Delta College students set to graduate this spring may not have the opportunity to do what nearly every student dreams of — to walk the stage.
On March 26, Superintendent/President Omid Pourzanjani sent out a campus-wide email providing an update on how the institution is responding to the COVID-19 pandemic.
“All events have been cancelled until the public health risk subsides,” Pourzanjani said in the email. “We do not expect to be able to hold an in-person commencement ceremony in late May, and we are exploring possible alternative methods to mark this important occasion.”
Pourzanjani recommended family and friends of graduating students cancel any travel plans they might have made to attend the ceremony.
“I’ve been really excited about commencement for a long time. I know my family has been looking forward to it too,” student Ashley Brumm said.
Brumm, who will obtain her associate’s degree in business administration at the end of the semester, is disappointed by the cancellation of the in-person commencement ceremony.
“As simple as walking the stage may seem, I feel like it is an important event to celebrate your accomplishment. I know it matters a lot to students,” she said.
Brumm hopes Delta will postpone the ceremony instead of hosting a virtual ceremony like University of the Pacific is planning to do.
“I doubt many people would be interested in it,” she said. “It wouldn’t be the same. Cancelling the ceremony was out of Delta’s hands, but they’re still able to restore things and postpone the ceremony to a later date, which I think most students would be in favor of.”
While Alex Andrade, who is also expecting to graduate in May, understands why many students are feeling let down, he is not too upset over this decision.
“Personally, I do not care to walk the stage,” he said. “I had the experience in high school. I just want to get my degree and move on.”
There are students who didn’t have the opportunity to walk the stage in high school, including 61-year-old June Sidlauskas.
Sidlauskas went straight into the Navy after graduating from high school. When she retired from the service in 1991, she spent the next stage of her life working various jobs including security and retail.
“After working in retail for almost 14 years, my legs could not stand the constant pounding on the floor and standing,” Sidlauskas said.
In 2018, she decided to take advantage of the educational program that the United States Department of Veterans Affairs (VA) offers, in hopes it would lead her down a new career path.
Sidlauskas is slated to receive her associate’s degree in psychology in May and is planning to transfer to California State University, Stanislaus to earn her bachelor’s.
“I understand why the ceremony may not be held, but there are other people like me who have waited a long time for this moment,” she said. “We didn’t go to college right after high school and we’re accomplishing this later in life, which is pretty special. We want to have the honor of walking in our hard-earned commencement ceremony.”
Student Val Adamsky, who started pursuing her degree at 51, shares similar sentiments.
“I would rather wait to walk in the commencement ceremony because I have worked so hard and devoted so much of my time, I feel that a virtual ceremony would cheat me out of the whole pomp-and-circumstance,” she said.
Adamsky has a 90-year-old father who she said she would like to share photos from the ceremony with, as she is the first in her family to get a college degree.
“These are uncertain times but it is not something that will last forever,” Adamsky said.
She also said she believes a postponed commencement ceremony would be something to look forward to for “many students who have already been asked to sacrifice.”
Director of Marketing, Communications and Outreach, Alex Brietler, said the institution is open to receiving students’ input about what should be done in terms of commencement.

[Dataset section]

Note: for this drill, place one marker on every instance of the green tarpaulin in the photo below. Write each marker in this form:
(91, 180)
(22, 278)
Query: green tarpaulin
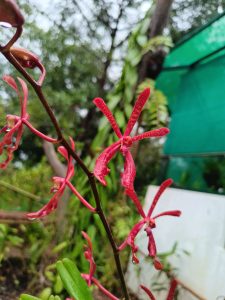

[Tasks to complete]
- 1) Answer these questions using the article on Delta College's commencement.
(a) On what date did Superintendent/President Omid Pourzanjani send the campus-wide email?
(b) In what subject is June Sidlauskas set to receive her associate's degree?
(c) How old is Val Adamsky's father?
- 2) Decide whether each statement agrees with the article on Delta College's commencement. Answer yes or no, and quote the words from the article that settle it.
(a) Ashley Brumm would prefer a virtual ceremony like the one University of the Pacific is planning.
(b) June Sidlauskas retired from the service in 1991.
(c) Val Adamsky began pursuing her degree at age 51.
- 3) From the article on Delta College's commencement, quote everything from "Brumm, who will" down to "planning to do.".

[Answers to the exercises]
- 1)
(a) March 26
(b) Psychology
(c) 90 years old

- 2)
(a) No: "Brumm hopes Delta will postpone the ceremony instead of hosting a virtual ceremony like University of the Pacific is planning to do."
(b) Yes: "When she retired from the service in 1991"
(c) Yes: "who started pursuing her degree at 51"

- 3)
Brumm, who will obtain her associate’s degree in business administration at the end of the semester, is disappointed by the cancellation of the in-person commencement ceremony.
“As simple as walking the stage may seem, I feel like it is an important event to celebrate your accomplishment. I know it matters a lot to students,” she said.
Brumm hopes Delta will postpone the ceremony instead of hosting a virtual ceremony like University of the Pacific is planning to do.